* _TASK PROMPT_
An exact, complete copy of the entries that follow is needed.

* _ENTRIES SUPPLIED_
BEGIN
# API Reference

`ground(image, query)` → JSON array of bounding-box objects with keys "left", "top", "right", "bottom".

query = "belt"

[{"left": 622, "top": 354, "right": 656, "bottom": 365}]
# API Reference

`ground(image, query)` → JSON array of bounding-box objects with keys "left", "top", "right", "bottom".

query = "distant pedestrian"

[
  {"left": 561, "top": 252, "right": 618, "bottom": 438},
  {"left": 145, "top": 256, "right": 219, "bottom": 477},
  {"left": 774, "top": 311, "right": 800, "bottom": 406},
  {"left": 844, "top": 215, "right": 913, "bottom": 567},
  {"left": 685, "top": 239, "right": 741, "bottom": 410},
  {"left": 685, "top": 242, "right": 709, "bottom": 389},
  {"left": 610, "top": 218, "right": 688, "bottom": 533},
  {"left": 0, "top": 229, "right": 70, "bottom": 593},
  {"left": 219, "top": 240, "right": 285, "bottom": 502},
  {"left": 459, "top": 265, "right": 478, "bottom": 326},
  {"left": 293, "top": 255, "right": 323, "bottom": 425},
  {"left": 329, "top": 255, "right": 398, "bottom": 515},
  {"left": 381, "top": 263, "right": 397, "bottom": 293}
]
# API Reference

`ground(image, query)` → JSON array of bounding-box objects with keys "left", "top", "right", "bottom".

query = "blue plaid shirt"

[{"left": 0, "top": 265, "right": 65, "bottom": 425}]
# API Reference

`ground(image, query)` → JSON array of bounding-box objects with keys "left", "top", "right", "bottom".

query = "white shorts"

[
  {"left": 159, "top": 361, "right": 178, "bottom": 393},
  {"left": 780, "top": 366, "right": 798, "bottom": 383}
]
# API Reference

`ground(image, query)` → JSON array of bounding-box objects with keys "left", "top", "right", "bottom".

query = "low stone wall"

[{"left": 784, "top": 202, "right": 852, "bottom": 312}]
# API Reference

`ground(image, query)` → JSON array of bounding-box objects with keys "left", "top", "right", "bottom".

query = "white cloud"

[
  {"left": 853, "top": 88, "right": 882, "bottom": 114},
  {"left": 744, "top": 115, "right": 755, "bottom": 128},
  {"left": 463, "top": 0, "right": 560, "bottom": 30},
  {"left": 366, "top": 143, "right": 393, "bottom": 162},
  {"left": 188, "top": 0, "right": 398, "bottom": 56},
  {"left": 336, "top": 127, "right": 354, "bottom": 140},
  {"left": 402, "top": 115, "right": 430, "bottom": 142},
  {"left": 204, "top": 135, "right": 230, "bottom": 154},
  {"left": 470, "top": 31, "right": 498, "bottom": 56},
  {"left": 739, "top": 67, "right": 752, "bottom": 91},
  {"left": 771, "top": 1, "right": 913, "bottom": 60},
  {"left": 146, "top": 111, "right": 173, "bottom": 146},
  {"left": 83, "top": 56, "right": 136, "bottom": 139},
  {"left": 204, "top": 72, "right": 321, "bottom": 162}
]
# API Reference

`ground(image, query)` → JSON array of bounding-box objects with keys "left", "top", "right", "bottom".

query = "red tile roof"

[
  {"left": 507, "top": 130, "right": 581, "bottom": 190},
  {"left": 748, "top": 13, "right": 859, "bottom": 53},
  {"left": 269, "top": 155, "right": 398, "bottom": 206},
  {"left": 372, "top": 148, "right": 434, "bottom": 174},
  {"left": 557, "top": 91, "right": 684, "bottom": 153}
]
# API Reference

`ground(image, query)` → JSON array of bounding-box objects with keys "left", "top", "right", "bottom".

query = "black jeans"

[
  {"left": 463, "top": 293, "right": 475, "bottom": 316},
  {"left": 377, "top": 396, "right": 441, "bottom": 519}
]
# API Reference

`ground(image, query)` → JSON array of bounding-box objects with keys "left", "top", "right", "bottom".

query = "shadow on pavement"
END
* _SOLUTION TO THE EXERCISE_
# API Reference

`ground(image, query)` → JSON array of bounding-box objects with keys "left", "top", "right", "bottom".

query = "belt"

[{"left": 622, "top": 354, "right": 656, "bottom": 365}]
# API Reference

`ground(image, query)` → JSON array of bounding-box objects with keys "left", "top", "right", "bottom".

query = "distant pedestrian"

[
  {"left": 561, "top": 252, "right": 618, "bottom": 438},
  {"left": 145, "top": 256, "right": 219, "bottom": 477},
  {"left": 774, "top": 311, "right": 800, "bottom": 406},
  {"left": 844, "top": 215, "right": 913, "bottom": 567},
  {"left": 685, "top": 239, "right": 741, "bottom": 410},
  {"left": 685, "top": 242, "right": 709, "bottom": 389},
  {"left": 610, "top": 218, "right": 688, "bottom": 533},
  {"left": 0, "top": 229, "right": 70, "bottom": 593},
  {"left": 219, "top": 240, "right": 285, "bottom": 502},
  {"left": 459, "top": 265, "right": 478, "bottom": 326},
  {"left": 293, "top": 255, "right": 323, "bottom": 425},
  {"left": 329, "top": 255, "right": 398, "bottom": 515},
  {"left": 381, "top": 263, "right": 397, "bottom": 293}
]
# API Reference

`ground(image, query)` → JSON array of bounding-box objects with keys "left", "top", "right", "bottom".

query = "blue plaid shirt"

[{"left": 0, "top": 265, "right": 65, "bottom": 425}]
# API Reference

`ground(image, query)` → JSON array of bounding-box objects with keys "left", "top", "right", "bottom".

query = "white shorts"

[
  {"left": 159, "top": 361, "right": 178, "bottom": 393},
  {"left": 780, "top": 366, "right": 798, "bottom": 383}
]
# API Reference

`ground(image, query)` → JSON array of bounding-box objects with keys "left", "top", "right", "bottom".

query = "low stone wall"

[{"left": 784, "top": 202, "right": 852, "bottom": 312}]
# API Reference

`ground(image, query)` → JSON array of bounding-box objects with keys "left", "top", "right", "bottom".

query = "white cloud"

[
  {"left": 853, "top": 88, "right": 882, "bottom": 114},
  {"left": 744, "top": 115, "right": 755, "bottom": 128},
  {"left": 463, "top": 0, "right": 560, "bottom": 30},
  {"left": 366, "top": 143, "right": 393, "bottom": 162},
  {"left": 188, "top": 0, "right": 398, "bottom": 56},
  {"left": 336, "top": 127, "right": 354, "bottom": 140},
  {"left": 402, "top": 115, "right": 430, "bottom": 142},
  {"left": 204, "top": 135, "right": 230, "bottom": 154},
  {"left": 470, "top": 31, "right": 498, "bottom": 56},
  {"left": 739, "top": 67, "right": 752, "bottom": 91},
  {"left": 771, "top": 1, "right": 913, "bottom": 60},
  {"left": 146, "top": 111, "right": 173, "bottom": 146},
  {"left": 83, "top": 56, "right": 136, "bottom": 139},
  {"left": 204, "top": 72, "right": 321, "bottom": 162}
]
# API Reference

`ground(image, query)` → JSON array of bounding-box objects with keys "left", "top", "right", "bottom".

query = "red tile roof"

[
  {"left": 507, "top": 130, "right": 581, "bottom": 190},
  {"left": 748, "top": 13, "right": 859, "bottom": 53},
  {"left": 269, "top": 155, "right": 398, "bottom": 206},
  {"left": 372, "top": 148, "right": 434, "bottom": 174},
  {"left": 557, "top": 91, "right": 684, "bottom": 153}
]
# API Reference

`ground(image, query)` → JSON array of bounding-box objects with keys "left", "top", "right", "bottom".

query = "black jeans"

[
  {"left": 463, "top": 293, "right": 475, "bottom": 316},
  {"left": 377, "top": 396, "right": 441, "bottom": 519}
]
# API Reference

`ground(image, query)` → JSON array of bounding-box objects with keys "left", "top", "right", "bottom".

query = "shadow on pavement"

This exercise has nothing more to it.